# WORK TO COMPLETE
Copy out the following listing word for word, keeping every line as it stands.

(Pointing dataset excerpts)
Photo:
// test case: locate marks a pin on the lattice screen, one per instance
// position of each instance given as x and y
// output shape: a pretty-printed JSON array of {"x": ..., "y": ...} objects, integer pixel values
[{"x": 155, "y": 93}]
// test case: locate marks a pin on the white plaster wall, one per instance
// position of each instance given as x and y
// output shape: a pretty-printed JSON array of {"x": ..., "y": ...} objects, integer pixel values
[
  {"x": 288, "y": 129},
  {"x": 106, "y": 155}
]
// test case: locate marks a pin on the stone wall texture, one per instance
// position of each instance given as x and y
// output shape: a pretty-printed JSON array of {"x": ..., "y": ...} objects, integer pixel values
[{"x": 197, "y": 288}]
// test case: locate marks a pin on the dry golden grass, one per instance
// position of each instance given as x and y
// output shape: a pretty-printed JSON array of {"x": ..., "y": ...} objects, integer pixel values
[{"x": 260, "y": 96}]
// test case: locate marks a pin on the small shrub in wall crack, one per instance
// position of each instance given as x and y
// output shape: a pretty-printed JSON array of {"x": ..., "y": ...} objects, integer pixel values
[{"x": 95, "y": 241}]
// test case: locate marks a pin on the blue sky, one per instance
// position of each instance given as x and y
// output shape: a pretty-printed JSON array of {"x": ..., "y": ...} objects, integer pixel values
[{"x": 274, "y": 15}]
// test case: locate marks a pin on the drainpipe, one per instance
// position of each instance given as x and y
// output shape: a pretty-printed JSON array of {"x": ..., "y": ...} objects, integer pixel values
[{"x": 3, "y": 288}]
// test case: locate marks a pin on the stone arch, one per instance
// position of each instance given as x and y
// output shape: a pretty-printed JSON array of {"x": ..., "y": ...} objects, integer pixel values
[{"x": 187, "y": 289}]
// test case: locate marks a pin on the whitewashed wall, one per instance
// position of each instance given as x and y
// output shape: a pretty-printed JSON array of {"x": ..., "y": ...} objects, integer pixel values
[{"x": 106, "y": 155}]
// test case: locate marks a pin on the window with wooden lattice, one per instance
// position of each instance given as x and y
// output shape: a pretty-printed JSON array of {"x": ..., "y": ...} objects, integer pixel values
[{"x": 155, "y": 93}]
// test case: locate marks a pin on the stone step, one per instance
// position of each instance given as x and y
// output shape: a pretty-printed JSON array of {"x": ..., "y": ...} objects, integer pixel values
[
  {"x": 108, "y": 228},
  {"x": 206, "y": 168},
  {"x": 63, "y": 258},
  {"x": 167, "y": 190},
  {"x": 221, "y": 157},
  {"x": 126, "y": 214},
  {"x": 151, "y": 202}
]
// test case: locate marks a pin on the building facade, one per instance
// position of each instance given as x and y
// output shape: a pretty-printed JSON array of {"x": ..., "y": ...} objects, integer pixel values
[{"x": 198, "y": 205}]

# FULL RESPONSE
Photo:
// test case: locate marks a pin on the lattice screen, one per instance
// position of each instance given as x and y
// output shape: a pretty-printed JSON array of {"x": ..., "y": ...} objects, integer pixel values
[{"x": 155, "y": 93}]
// test case: locate marks a pin on the white plaster wall, one per instance
// position of each instance given as x and y
// output shape: a pretty-printed JSON array of {"x": ..., "y": ...} objects, integer pixel values
[
  {"x": 288, "y": 129},
  {"x": 106, "y": 155}
]
// test case: locate marks a pin on the stone wall texture, one per instance
// position of each instance given as x and y
// output shape: a pretty-printed JSON array of {"x": ..., "y": ...} objects, integer pixel values
[{"x": 197, "y": 288}]
// test case: locate marks a pin on the dry golden grass, one per instance
// position of each instance given as x and y
// output shape: a pretty-printed JSON array of {"x": ..., "y": ...} objects, integer pixel values
[{"x": 260, "y": 96}]
// test case: locate marks a pin on the small shrub in wall crack, one per instance
// position of each instance given as x and y
// output shape: a pretty-printed JSON array of {"x": ..., "y": ...} objects, integer pixel values
[{"x": 95, "y": 241}]
// test case: locate marks a pin on the blue sky, one per instance
// position of each instance given as x and y
// output shape: a pretty-printed JSON array of {"x": ..., "y": ...} objects, integer pixel values
[{"x": 274, "y": 15}]
// test case: locate marks a pin on the drainpipe, one per instance
// position of each instance given as x and y
// output shape: a pretty-printed JSON array of {"x": ..., "y": ...} objects, integer pixel values
[{"x": 3, "y": 288}]
// test case: locate marks a pin on the stone arch, one per instance
// position of each instance given as x and y
// output shape: a pretty-printed JSON array of {"x": ..., "y": ...} objects, integer pixel values
[{"x": 187, "y": 289}]
// test case: locate marks a pin on the whitewashed wall, one per instance
// position of each instance given as x and y
// output shape: a pretty-printed JSON array of {"x": ..., "y": ...} objects, integer pixel values
[{"x": 106, "y": 155}]
// test case: locate marks a pin on the window with wooden lattice, one per instance
// position of each instance given as x and y
// output shape: a pretty-printed JSON array of {"x": ..., "y": ...} objects, integer pixel values
[{"x": 155, "y": 93}]
// test case: locate marks a pin on the stone step, one per instance
// position of each instance given as x and y
// output shape: a pretty-printed JSON array of {"x": ..., "y": ...} objects, integer pixel values
[
  {"x": 108, "y": 228},
  {"x": 206, "y": 168},
  {"x": 63, "y": 258},
  {"x": 167, "y": 190},
  {"x": 221, "y": 157},
  {"x": 126, "y": 214},
  {"x": 151, "y": 202}
]
// test case: locate marks a pin on the building facade, one per instance
// position of each instance given as x and y
// output shape: a pretty-printed JSON array of {"x": ..., "y": ...} objects, integer pixel values
[{"x": 198, "y": 205}]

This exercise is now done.